VOS CONSIGNES:
Rassemblez toutes les lignes ci-dessous où figure le mot « watermark », et recopiez-les sans rien y changer.

DONNÉES:
=-=-=-=-=

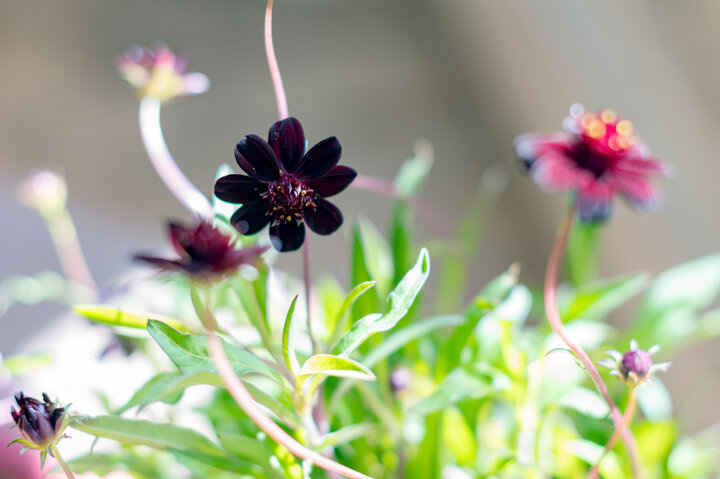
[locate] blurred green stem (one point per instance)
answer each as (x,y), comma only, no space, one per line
(553,315)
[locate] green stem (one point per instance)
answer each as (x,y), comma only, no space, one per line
(61,462)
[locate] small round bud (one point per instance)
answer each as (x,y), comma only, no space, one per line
(638,362)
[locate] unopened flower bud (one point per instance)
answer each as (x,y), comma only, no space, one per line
(40,423)
(44,191)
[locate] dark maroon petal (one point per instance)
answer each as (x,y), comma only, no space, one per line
(239,189)
(287,140)
(334,181)
(251,217)
(325,219)
(161,263)
(180,237)
(594,202)
(287,236)
(320,159)
(257,159)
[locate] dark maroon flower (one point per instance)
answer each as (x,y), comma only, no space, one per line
(204,251)
(40,423)
(286,186)
(597,156)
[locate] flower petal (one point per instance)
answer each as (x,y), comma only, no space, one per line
(639,192)
(287,236)
(239,189)
(251,217)
(325,219)
(555,172)
(334,181)
(594,202)
(257,159)
(287,140)
(320,159)
(531,146)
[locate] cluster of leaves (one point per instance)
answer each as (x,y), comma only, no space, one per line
(394,392)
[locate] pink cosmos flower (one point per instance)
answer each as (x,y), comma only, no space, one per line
(597,156)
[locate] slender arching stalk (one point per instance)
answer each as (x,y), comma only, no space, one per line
(553,315)
(627,419)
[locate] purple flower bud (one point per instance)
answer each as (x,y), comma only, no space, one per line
(636,361)
(38,422)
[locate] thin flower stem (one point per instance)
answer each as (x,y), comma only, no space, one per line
(553,315)
(263,421)
(165,165)
(627,419)
(306,279)
(377,185)
(62,463)
(273,64)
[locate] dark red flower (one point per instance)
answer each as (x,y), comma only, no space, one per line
(204,251)
(286,186)
(597,156)
(39,422)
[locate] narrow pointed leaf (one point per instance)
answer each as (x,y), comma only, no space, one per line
(330,365)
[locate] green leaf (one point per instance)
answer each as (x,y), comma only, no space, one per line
(117,317)
(168,388)
(458,386)
(289,340)
(348,434)
(135,432)
(595,300)
(581,254)
(350,299)
(414,171)
(189,353)
(400,301)
(585,401)
(413,331)
(336,366)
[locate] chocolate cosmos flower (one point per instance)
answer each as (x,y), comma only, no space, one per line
(40,423)
(597,156)
(286,188)
(635,366)
(205,252)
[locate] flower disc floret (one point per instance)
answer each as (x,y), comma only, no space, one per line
(285,187)
(597,156)
(635,366)
(160,73)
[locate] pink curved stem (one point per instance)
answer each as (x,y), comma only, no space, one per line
(273,64)
(553,315)
(248,404)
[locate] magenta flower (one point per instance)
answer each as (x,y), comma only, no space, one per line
(635,366)
(205,252)
(286,186)
(160,73)
(40,423)
(597,156)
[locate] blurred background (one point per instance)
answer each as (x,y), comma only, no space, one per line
(468,75)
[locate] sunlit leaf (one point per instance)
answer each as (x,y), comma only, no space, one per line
(400,300)
(336,366)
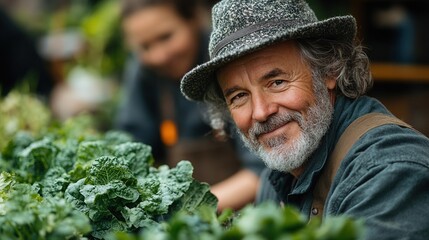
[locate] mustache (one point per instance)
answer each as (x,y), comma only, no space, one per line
(273,122)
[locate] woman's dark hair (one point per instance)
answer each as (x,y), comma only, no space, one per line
(185,8)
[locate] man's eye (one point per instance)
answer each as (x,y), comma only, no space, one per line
(237,98)
(278,82)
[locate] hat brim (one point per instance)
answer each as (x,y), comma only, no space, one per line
(195,83)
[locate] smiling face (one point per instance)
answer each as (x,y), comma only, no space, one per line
(163,40)
(280,112)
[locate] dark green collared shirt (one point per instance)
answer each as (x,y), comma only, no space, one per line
(383,179)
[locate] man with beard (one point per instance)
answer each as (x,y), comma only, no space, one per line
(294,87)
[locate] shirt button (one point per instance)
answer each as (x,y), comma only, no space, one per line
(314,211)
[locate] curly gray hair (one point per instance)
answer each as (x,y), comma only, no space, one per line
(347,62)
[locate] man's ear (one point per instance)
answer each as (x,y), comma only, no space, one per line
(331,83)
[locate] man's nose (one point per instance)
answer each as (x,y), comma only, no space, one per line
(262,107)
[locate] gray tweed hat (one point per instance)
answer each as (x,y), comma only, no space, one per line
(244,26)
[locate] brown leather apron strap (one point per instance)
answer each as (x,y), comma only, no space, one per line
(349,137)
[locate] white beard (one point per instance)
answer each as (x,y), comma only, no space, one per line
(284,154)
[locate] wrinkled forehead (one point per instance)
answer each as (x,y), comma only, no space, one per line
(284,54)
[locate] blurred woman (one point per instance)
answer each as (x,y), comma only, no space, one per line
(167,38)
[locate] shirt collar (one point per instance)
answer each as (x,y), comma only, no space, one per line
(282,181)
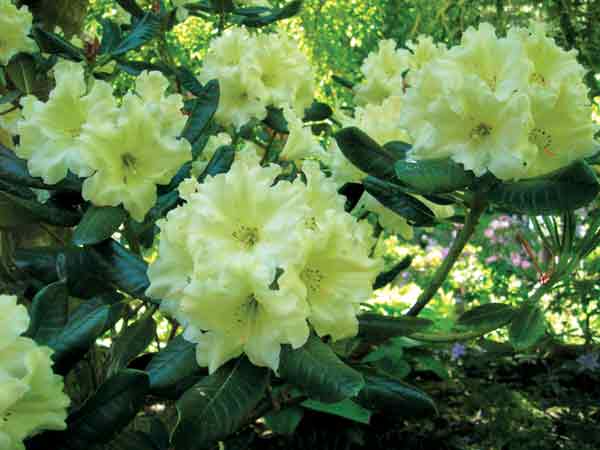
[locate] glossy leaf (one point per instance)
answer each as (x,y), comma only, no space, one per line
(393,198)
(133,340)
(433,176)
(527,327)
(173,365)
(487,316)
(366,154)
(395,398)
(319,371)
(98,224)
(218,405)
(109,410)
(203,110)
(49,312)
(146,29)
(565,190)
(378,328)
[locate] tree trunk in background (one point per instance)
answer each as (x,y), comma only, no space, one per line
(67,14)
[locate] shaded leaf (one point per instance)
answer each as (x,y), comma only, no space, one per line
(527,327)
(146,29)
(433,176)
(319,371)
(377,328)
(203,110)
(218,405)
(396,398)
(564,190)
(98,224)
(49,312)
(366,154)
(109,410)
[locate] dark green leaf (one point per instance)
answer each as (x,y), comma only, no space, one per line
(433,176)
(132,341)
(319,371)
(527,327)
(393,397)
(111,36)
(276,120)
(488,316)
(317,111)
(122,268)
(54,44)
(346,409)
(131,7)
(49,312)
(284,421)
(44,212)
(387,277)
(377,328)
(109,410)
(218,405)
(289,10)
(85,325)
(565,190)
(219,163)
(98,224)
(189,81)
(393,198)
(203,110)
(366,154)
(173,365)
(146,29)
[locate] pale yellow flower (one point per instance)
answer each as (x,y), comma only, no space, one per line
(243,313)
(138,150)
(16,26)
(31,395)
(50,132)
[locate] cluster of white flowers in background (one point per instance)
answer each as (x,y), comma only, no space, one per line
(246,264)
(256,71)
(31,395)
(122,151)
(15,25)
(515,106)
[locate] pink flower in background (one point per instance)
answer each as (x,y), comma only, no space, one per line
(515,258)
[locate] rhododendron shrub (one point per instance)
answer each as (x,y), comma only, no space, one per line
(214,236)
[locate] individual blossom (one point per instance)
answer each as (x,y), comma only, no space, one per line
(476,129)
(562,131)
(241,312)
(255,72)
(501,63)
(51,132)
(383,73)
(138,149)
(15,24)
(338,275)
(31,395)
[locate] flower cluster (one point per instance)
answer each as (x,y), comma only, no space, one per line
(122,151)
(16,26)
(515,106)
(380,122)
(31,395)
(257,71)
(250,260)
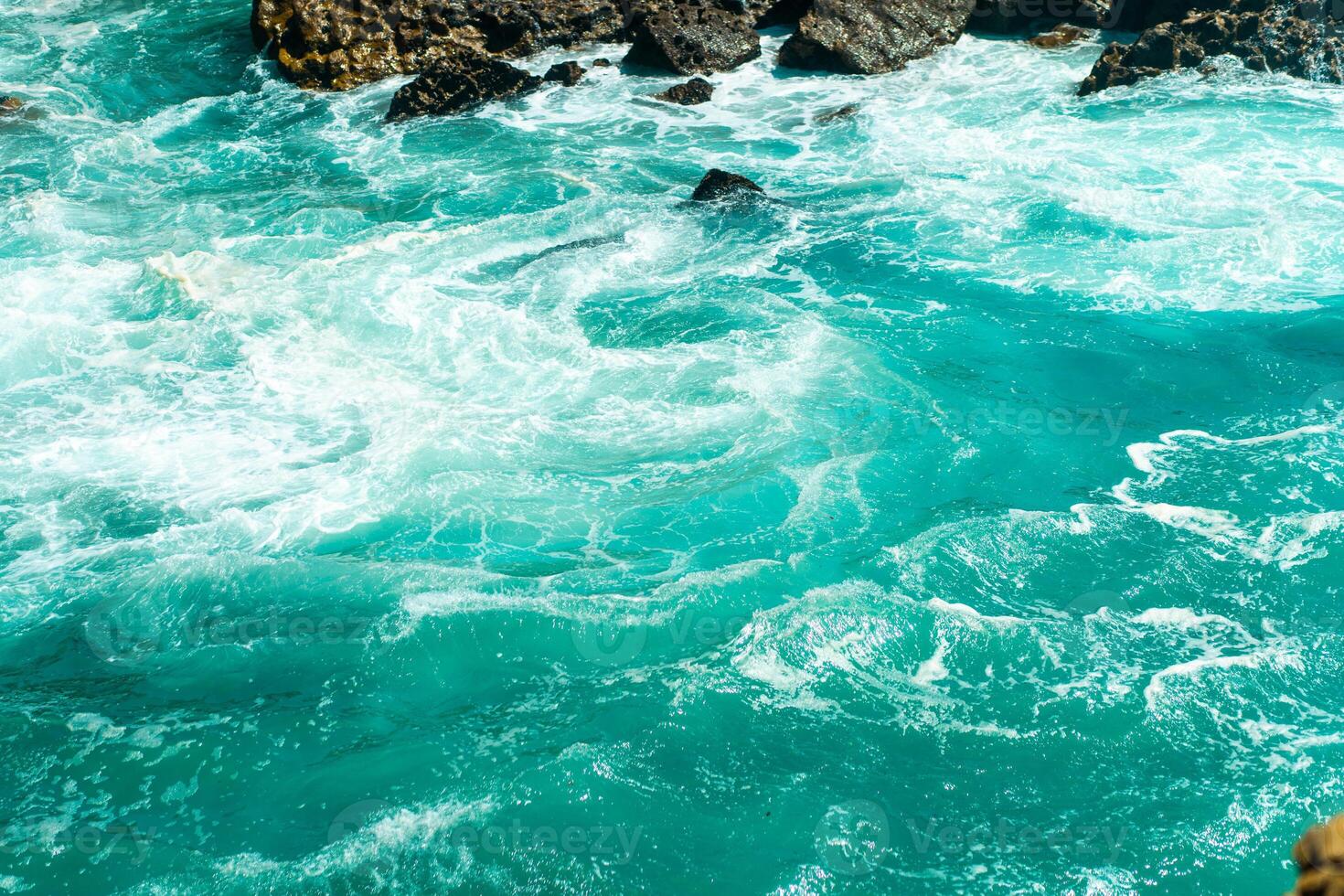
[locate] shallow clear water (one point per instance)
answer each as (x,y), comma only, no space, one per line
(969,520)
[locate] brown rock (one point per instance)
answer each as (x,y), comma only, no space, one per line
(872,37)
(1320,860)
(1061,37)
(565,73)
(723,185)
(459,83)
(336,45)
(692,93)
(837,114)
(1266,37)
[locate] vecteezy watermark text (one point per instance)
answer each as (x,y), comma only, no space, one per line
(122,632)
(859,836)
(612,842)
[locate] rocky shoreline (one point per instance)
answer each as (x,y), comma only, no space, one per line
(461,48)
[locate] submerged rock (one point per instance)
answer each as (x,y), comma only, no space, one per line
(692,39)
(866,37)
(837,114)
(460,83)
(723,185)
(692,93)
(1008,16)
(565,73)
(1062,35)
(1273,37)
(336,45)
(1320,860)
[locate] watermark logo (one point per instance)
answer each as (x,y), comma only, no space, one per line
(609,644)
(1095,602)
(123,632)
(1328,400)
(99,842)
(1104,425)
(617,644)
(614,844)
(852,838)
(354,817)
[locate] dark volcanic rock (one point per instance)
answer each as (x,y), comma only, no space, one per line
(460,83)
(1267,39)
(692,39)
(1060,37)
(722,185)
(692,93)
(336,45)
(872,37)
(837,114)
(1008,16)
(565,73)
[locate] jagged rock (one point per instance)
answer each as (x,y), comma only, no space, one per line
(692,93)
(460,83)
(1157,50)
(1320,860)
(781,12)
(1267,39)
(692,39)
(1008,16)
(565,73)
(1062,35)
(336,45)
(837,114)
(723,185)
(871,37)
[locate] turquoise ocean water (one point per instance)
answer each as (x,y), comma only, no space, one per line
(966,521)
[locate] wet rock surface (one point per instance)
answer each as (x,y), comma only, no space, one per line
(847,111)
(336,45)
(1009,16)
(1058,37)
(692,39)
(866,37)
(1297,39)
(692,93)
(720,185)
(565,73)
(460,83)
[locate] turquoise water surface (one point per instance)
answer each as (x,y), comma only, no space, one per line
(969,520)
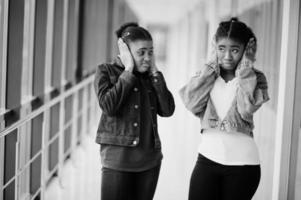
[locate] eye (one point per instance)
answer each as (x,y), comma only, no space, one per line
(221,49)
(235,50)
(141,53)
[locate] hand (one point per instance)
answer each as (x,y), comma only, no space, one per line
(153,69)
(213,60)
(248,57)
(125,56)
(250,50)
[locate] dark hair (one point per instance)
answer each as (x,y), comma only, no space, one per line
(236,30)
(131,32)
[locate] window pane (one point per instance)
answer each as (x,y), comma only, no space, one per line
(10,155)
(39,48)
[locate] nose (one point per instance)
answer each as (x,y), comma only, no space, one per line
(228,55)
(147,57)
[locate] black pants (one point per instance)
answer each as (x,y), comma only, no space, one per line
(213,181)
(119,185)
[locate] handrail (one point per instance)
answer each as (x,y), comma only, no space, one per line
(49,104)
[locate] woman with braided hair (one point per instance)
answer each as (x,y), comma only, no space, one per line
(131,92)
(225,95)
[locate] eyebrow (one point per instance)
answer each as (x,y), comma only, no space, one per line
(144,48)
(237,46)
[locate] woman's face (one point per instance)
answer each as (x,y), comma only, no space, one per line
(229,53)
(142,52)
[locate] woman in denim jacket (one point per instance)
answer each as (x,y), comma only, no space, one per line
(131,92)
(225,94)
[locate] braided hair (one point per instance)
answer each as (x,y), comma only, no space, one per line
(131,32)
(235,30)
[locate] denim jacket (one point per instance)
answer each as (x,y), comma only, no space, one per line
(251,94)
(119,98)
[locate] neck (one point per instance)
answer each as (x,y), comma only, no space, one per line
(227,75)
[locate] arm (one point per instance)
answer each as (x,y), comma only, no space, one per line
(166,104)
(112,95)
(195,93)
(252,91)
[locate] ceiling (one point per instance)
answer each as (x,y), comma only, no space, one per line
(160,11)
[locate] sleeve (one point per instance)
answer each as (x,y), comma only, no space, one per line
(110,95)
(252,92)
(165,100)
(195,94)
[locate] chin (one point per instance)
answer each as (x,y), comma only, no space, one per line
(143,69)
(228,67)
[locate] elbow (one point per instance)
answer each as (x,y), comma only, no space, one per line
(168,112)
(107,108)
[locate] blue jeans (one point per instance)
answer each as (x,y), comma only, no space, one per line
(120,185)
(214,181)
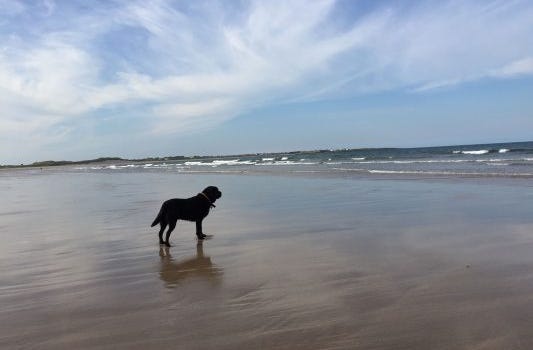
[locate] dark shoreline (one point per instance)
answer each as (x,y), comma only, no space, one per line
(48,163)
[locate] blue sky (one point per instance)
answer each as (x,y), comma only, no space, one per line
(84,79)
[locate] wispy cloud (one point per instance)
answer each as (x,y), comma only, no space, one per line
(196,64)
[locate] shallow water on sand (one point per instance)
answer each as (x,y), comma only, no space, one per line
(295,263)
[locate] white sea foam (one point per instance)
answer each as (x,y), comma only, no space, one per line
(446,173)
(481,151)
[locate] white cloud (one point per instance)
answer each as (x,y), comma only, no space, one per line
(198,66)
(516,68)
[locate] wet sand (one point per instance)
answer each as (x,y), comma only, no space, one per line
(295,263)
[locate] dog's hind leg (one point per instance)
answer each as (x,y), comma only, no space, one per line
(163,224)
(171,227)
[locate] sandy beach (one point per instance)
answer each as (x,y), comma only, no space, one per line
(296,262)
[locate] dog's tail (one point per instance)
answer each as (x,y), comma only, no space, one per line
(158,218)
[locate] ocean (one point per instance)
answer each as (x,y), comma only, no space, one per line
(347,255)
(482,160)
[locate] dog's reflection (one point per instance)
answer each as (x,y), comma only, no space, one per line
(200,266)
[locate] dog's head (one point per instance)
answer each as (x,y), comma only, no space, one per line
(212,193)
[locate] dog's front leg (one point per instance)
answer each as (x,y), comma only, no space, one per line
(199,232)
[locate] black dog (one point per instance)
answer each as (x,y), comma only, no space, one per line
(191,209)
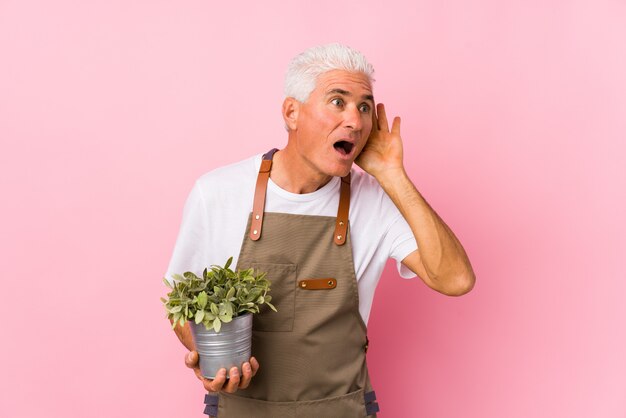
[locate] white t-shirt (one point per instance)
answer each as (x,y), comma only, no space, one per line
(217,209)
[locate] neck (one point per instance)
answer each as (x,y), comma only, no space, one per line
(293,174)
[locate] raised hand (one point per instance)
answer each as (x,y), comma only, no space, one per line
(382,154)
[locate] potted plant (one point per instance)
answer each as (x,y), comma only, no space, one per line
(219,307)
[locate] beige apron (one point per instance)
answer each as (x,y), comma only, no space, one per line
(312,351)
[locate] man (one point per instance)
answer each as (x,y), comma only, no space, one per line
(311,220)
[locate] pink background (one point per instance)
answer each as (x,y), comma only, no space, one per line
(514,121)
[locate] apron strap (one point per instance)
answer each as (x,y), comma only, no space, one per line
(258,206)
(341,225)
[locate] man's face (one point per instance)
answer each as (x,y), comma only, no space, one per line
(334,123)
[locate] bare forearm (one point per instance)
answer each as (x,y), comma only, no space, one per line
(442,256)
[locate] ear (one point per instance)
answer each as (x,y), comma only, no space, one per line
(291,108)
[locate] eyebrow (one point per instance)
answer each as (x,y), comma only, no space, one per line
(347,93)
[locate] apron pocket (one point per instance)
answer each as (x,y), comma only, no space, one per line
(351,405)
(283,292)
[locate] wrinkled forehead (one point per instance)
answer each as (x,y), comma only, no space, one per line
(352,82)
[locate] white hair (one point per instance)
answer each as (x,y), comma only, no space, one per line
(304,69)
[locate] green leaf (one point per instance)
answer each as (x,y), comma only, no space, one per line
(203,298)
(214,309)
(217,325)
(199,316)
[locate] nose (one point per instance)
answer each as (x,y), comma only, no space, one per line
(353,118)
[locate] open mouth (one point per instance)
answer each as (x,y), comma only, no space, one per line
(343,147)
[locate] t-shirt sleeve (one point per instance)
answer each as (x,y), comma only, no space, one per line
(191,245)
(402,244)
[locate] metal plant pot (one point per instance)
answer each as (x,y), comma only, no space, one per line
(228,348)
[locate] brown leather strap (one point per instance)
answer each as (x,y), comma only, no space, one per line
(258,207)
(317,284)
(341,225)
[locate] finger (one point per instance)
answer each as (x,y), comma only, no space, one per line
(255,365)
(374,119)
(246,370)
(233,381)
(395,127)
(216,384)
(191,359)
(383,125)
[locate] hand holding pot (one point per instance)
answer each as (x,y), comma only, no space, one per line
(238,379)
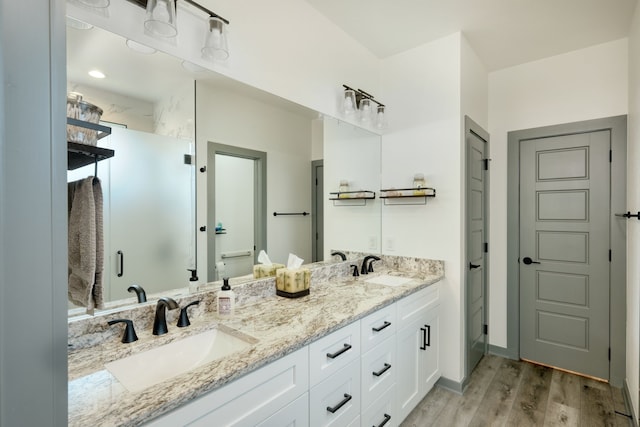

=-=-=-=-=

RÉPONSE FINALE:
[locate] vecteezy watermark text (one point per instance)
[locate] watermark logo (one point per instance)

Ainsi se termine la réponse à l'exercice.